-- Data extracts follows --
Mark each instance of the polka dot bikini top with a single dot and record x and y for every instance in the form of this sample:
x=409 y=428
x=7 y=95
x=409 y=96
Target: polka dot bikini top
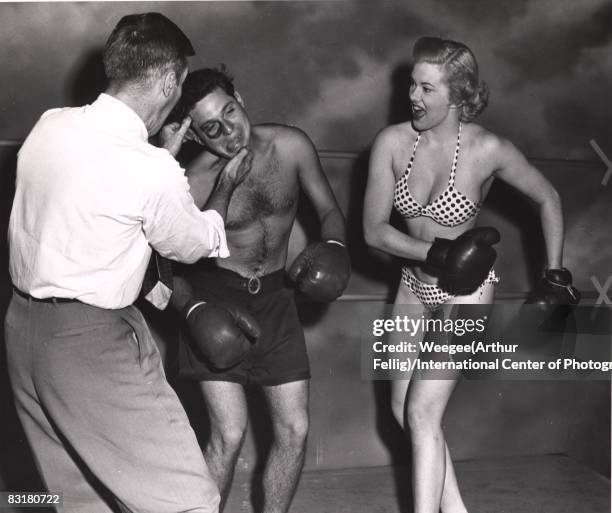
x=450 y=208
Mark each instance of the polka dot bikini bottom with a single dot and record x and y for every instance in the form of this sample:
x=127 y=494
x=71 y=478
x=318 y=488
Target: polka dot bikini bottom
x=433 y=296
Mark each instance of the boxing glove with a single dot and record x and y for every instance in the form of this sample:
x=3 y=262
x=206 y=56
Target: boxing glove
x=321 y=271
x=547 y=311
x=464 y=263
x=554 y=295
x=223 y=334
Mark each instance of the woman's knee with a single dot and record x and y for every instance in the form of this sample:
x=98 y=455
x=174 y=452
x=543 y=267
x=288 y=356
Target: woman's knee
x=422 y=418
x=398 y=408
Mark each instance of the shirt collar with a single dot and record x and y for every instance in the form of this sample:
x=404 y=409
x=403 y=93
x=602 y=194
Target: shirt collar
x=115 y=112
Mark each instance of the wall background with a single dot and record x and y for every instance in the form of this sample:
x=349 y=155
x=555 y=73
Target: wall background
x=339 y=70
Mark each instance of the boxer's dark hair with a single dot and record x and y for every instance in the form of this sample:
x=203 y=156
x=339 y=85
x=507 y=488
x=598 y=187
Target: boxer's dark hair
x=461 y=73
x=145 y=45
x=197 y=85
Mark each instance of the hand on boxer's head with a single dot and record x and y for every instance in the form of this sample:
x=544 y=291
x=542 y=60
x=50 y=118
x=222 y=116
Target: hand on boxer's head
x=171 y=136
x=463 y=264
x=223 y=333
x=321 y=272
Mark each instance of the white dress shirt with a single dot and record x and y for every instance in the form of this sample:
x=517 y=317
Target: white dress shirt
x=91 y=195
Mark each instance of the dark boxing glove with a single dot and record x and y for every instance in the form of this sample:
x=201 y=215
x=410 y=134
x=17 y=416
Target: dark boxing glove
x=322 y=271
x=464 y=263
x=223 y=334
x=554 y=296
x=546 y=312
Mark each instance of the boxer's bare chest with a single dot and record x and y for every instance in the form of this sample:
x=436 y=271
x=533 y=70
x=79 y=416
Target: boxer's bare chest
x=270 y=190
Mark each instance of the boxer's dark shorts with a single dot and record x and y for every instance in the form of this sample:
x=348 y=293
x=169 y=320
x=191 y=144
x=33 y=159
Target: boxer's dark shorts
x=279 y=355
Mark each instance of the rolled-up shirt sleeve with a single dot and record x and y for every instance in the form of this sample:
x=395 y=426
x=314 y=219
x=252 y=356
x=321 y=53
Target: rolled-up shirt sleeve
x=173 y=224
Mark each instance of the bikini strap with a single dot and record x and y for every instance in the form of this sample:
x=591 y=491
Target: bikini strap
x=409 y=166
x=451 y=180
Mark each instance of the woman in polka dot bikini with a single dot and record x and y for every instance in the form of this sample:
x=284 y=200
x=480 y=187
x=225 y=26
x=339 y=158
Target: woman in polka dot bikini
x=409 y=170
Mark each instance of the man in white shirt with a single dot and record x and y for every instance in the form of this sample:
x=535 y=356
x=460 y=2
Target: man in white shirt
x=92 y=197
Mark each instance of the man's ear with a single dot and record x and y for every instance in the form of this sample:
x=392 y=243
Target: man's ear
x=239 y=98
x=169 y=83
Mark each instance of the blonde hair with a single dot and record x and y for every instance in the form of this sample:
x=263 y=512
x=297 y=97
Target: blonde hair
x=461 y=70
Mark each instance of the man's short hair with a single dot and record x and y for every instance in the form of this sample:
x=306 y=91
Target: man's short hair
x=145 y=45
x=197 y=85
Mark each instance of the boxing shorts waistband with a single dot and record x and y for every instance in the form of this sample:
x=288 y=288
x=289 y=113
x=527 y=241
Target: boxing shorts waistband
x=252 y=285
x=54 y=300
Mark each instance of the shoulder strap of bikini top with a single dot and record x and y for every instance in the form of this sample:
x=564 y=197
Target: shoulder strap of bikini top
x=409 y=166
x=451 y=180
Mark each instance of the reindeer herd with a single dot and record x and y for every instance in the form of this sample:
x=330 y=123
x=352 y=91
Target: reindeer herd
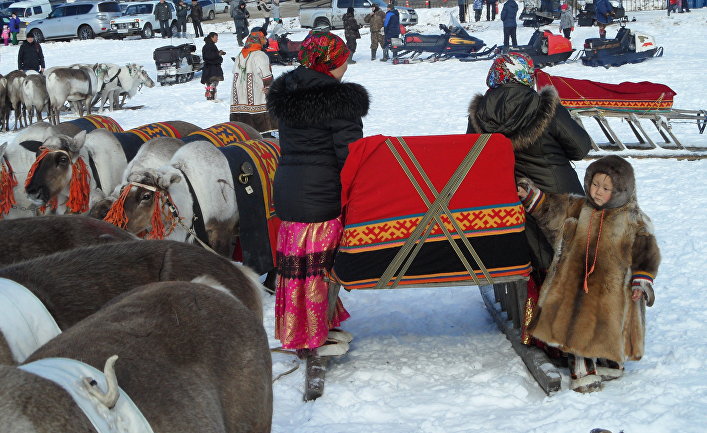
x=29 y=94
x=105 y=328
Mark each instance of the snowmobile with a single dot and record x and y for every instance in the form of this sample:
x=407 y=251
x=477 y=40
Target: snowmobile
x=626 y=47
x=455 y=42
x=586 y=16
x=546 y=48
x=176 y=64
x=281 y=50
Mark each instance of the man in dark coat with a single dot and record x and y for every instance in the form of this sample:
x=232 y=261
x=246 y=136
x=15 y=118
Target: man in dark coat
x=603 y=14
x=211 y=73
x=163 y=14
x=197 y=16
x=392 y=30
x=30 y=56
x=510 y=25
x=351 y=32
x=544 y=136
x=240 y=17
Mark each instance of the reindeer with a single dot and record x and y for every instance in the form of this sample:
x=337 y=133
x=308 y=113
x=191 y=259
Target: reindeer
x=116 y=268
x=74 y=84
x=14 y=96
x=191 y=357
x=34 y=95
x=127 y=81
x=29 y=238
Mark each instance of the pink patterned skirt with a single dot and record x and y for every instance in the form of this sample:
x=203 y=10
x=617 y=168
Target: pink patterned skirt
x=305 y=254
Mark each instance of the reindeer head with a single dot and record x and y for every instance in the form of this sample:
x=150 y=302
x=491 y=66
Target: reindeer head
x=140 y=206
x=53 y=170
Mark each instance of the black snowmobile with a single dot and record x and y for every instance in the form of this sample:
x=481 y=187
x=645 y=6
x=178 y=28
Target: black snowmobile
x=626 y=47
x=546 y=49
x=455 y=42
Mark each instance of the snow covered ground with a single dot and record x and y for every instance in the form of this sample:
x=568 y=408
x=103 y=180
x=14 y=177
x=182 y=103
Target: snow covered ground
x=432 y=360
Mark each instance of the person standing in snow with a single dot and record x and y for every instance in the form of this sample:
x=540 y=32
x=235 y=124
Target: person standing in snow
x=211 y=73
x=252 y=78
x=566 y=20
x=510 y=24
x=376 y=19
x=604 y=12
x=544 y=137
x=592 y=305
x=318 y=116
x=351 y=32
x=391 y=26
x=240 y=17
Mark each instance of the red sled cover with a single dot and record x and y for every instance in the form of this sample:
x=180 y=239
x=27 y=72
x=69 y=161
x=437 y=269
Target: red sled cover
x=382 y=208
x=626 y=96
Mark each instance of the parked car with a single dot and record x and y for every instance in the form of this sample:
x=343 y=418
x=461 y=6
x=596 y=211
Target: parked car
x=82 y=19
x=30 y=10
x=139 y=19
x=221 y=7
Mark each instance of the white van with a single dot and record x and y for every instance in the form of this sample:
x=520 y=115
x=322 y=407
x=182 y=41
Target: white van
x=30 y=10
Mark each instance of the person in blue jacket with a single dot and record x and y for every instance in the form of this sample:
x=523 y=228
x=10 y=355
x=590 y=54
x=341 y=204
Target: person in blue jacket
x=391 y=27
x=510 y=25
x=604 y=11
x=14 y=25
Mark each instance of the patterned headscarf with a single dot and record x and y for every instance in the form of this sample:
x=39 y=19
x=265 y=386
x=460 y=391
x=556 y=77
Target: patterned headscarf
x=255 y=42
x=323 y=51
x=511 y=67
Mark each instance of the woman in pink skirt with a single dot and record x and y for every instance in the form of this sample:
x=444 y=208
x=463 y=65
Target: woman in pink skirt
x=318 y=116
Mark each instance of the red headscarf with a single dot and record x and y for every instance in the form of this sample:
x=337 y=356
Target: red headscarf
x=323 y=51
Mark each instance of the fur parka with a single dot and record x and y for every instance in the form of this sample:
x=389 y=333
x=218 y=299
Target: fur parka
x=603 y=322
x=317 y=117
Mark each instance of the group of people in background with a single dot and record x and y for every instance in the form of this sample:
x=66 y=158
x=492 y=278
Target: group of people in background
x=478 y=7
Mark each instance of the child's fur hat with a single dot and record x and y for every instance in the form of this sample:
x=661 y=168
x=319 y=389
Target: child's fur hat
x=621 y=174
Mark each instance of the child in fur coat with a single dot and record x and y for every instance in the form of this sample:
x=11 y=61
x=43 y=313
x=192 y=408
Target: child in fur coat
x=592 y=303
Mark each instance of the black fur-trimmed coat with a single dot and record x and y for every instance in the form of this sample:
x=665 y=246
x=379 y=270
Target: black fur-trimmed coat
x=604 y=322
x=317 y=117
x=544 y=135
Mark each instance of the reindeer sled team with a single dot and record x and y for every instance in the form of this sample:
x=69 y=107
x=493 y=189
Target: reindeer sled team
x=100 y=328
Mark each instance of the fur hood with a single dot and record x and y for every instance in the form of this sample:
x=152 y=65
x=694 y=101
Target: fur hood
x=304 y=97
x=516 y=111
x=621 y=174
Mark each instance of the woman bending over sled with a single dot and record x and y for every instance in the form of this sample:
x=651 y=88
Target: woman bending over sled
x=592 y=303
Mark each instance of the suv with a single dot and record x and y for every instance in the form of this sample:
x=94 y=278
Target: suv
x=82 y=19
x=139 y=19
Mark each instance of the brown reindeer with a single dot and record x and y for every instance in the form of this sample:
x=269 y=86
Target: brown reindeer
x=191 y=357
x=76 y=283
x=29 y=238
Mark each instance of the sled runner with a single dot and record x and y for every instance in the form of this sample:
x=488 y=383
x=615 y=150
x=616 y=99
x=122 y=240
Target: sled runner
x=445 y=214
x=631 y=103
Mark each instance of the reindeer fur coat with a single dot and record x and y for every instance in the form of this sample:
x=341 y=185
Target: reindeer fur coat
x=604 y=322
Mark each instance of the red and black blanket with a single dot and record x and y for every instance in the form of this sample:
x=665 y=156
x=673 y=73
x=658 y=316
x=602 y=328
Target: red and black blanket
x=575 y=94
x=382 y=208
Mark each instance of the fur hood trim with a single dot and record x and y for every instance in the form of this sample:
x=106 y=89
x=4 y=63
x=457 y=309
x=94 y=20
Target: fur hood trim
x=524 y=137
x=304 y=106
x=621 y=173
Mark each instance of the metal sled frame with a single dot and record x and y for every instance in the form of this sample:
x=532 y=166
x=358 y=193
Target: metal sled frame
x=659 y=119
x=536 y=360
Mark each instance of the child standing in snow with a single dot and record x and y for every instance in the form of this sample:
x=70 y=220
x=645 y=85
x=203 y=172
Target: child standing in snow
x=566 y=21
x=6 y=35
x=592 y=304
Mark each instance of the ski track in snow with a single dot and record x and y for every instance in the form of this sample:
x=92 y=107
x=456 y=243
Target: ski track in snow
x=432 y=360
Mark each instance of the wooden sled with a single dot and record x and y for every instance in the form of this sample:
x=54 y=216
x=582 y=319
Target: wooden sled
x=462 y=248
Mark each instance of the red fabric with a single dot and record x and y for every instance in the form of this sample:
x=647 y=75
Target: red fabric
x=371 y=175
x=628 y=95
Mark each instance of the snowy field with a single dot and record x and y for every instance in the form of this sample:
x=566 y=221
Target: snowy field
x=432 y=360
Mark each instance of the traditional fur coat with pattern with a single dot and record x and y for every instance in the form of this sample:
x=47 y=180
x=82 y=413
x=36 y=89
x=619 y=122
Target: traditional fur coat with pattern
x=603 y=322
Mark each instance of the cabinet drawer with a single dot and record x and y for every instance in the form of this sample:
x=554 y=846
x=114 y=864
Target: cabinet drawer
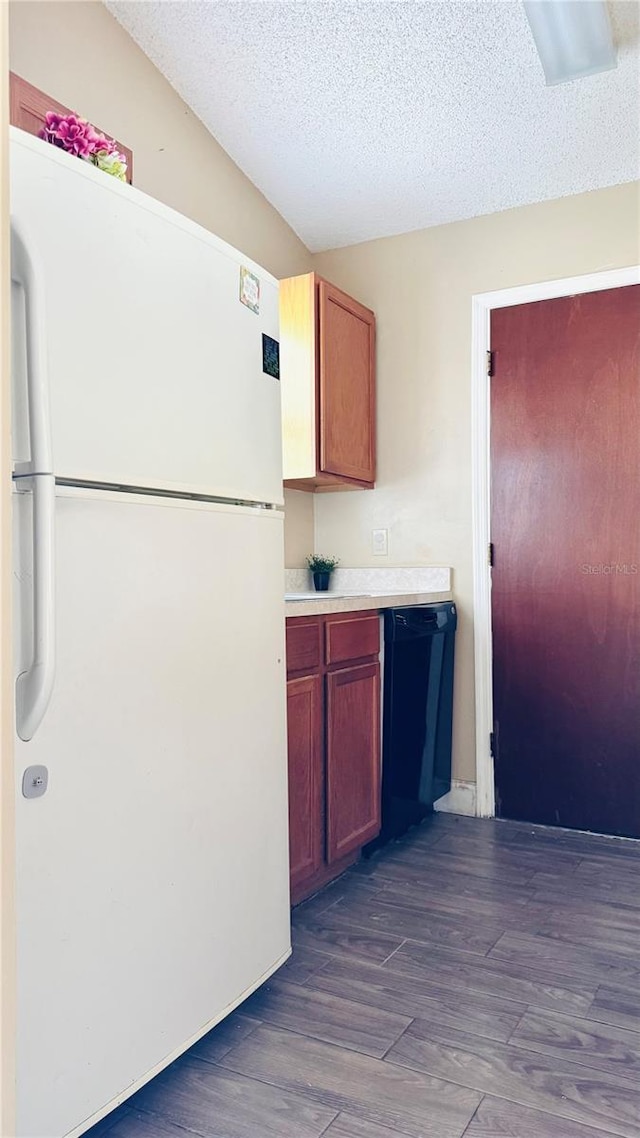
x=304 y=644
x=352 y=636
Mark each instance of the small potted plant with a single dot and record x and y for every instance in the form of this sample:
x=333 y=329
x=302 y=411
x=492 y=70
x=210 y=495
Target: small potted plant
x=321 y=569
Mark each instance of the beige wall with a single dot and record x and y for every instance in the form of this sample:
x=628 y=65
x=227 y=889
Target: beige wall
x=420 y=287
x=80 y=55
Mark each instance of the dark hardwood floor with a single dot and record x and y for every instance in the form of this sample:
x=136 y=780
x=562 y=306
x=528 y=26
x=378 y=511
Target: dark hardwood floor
x=480 y=978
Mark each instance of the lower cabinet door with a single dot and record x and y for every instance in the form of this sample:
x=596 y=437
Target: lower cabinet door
x=353 y=758
x=304 y=726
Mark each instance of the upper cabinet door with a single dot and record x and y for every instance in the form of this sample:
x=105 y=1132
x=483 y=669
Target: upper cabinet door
x=347 y=388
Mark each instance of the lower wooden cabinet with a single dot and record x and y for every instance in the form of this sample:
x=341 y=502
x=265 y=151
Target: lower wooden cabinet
x=304 y=731
x=334 y=740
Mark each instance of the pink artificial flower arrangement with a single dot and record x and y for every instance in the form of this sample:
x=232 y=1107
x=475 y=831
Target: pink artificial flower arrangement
x=78 y=137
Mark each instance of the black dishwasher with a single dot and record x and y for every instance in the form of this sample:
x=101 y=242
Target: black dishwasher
x=417 y=716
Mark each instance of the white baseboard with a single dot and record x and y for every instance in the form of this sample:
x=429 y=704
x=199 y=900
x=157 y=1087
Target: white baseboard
x=460 y=799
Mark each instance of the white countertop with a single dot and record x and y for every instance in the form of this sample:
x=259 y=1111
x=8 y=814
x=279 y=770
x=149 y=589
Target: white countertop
x=304 y=605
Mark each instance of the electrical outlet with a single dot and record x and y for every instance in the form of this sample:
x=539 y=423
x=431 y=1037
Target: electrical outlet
x=379 y=542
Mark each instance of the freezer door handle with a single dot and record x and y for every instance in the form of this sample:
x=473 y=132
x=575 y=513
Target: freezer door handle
x=34 y=686
x=25 y=272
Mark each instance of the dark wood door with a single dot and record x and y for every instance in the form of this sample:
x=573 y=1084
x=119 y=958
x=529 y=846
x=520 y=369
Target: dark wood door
x=304 y=727
x=565 y=524
x=353 y=758
x=347 y=385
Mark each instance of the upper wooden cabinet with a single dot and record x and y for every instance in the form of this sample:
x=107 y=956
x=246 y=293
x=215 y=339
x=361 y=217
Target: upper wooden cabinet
x=328 y=379
x=29 y=106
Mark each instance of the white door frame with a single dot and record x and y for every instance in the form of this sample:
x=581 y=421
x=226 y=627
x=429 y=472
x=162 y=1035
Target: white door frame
x=482 y=305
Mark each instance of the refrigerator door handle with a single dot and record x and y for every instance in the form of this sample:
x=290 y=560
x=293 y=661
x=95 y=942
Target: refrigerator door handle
x=25 y=272
x=34 y=686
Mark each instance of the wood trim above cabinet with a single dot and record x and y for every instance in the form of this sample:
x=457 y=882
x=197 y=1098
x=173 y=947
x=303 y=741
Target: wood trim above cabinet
x=29 y=106
x=353 y=759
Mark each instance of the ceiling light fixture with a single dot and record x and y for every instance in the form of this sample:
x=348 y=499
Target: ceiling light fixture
x=573 y=38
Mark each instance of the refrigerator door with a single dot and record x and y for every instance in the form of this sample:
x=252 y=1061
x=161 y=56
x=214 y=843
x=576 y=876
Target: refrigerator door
x=153 y=873
x=160 y=377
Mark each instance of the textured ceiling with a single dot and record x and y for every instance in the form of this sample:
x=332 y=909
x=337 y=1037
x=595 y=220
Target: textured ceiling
x=361 y=120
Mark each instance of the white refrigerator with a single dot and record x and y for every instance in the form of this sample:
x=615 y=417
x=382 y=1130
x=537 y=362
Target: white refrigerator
x=150 y=732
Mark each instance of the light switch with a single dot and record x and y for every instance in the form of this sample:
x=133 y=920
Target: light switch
x=379 y=542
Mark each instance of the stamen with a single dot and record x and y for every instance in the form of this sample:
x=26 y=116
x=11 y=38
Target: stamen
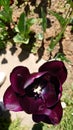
x=37 y=90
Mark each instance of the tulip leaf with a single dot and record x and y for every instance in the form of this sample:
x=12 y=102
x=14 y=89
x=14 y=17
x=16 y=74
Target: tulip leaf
x=55 y=41
x=19 y=39
x=62 y=57
x=59 y=17
x=44 y=20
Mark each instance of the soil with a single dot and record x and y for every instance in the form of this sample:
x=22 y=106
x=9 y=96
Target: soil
x=19 y=54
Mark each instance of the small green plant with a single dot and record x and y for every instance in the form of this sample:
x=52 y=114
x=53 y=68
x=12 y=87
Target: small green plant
x=23 y=29
x=5 y=20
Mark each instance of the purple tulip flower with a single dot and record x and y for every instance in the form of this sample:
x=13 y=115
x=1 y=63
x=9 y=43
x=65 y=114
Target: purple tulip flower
x=37 y=93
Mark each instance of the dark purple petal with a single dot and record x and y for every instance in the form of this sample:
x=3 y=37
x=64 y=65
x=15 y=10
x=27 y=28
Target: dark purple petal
x=50 y=116
x=56 y=68
x=52 y=92
x=18 y=77
x=11 y=101
x=31 y=104
x=33 y=77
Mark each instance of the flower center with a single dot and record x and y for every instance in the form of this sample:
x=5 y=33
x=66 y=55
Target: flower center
x=37 y=90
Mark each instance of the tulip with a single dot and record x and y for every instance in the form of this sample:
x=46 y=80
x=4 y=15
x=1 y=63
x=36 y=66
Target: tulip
x=38 y=93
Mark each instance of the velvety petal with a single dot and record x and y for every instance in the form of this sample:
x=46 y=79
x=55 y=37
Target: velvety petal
x=33 y=77
x=18 y=77
x=31 y=104
x=52 y=92
x=56 y=68
x=11 y=100
x=50 y=116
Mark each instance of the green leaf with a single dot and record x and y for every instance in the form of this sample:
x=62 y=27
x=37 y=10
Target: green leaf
x=39 y=36
x=59 y=17
x=6 y=15
x=44 y=20
x=21 y=24
x=70 y=2
x=62 y=57
x=19 y=39
x=55 y=41
x=2 y=25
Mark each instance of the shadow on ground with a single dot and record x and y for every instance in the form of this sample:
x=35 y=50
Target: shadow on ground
x=38 y=126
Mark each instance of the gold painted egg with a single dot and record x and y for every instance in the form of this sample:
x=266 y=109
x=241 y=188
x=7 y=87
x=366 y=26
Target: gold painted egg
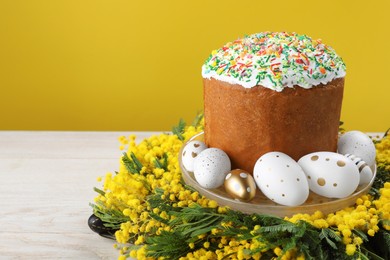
-- Data extracts concluded --
Look over the listing above and copy each line that contains "painted".

Mark each instance of the gold painted egg with a single dot and record x and y for every instance in the form of this sample:
Target: gold painted egg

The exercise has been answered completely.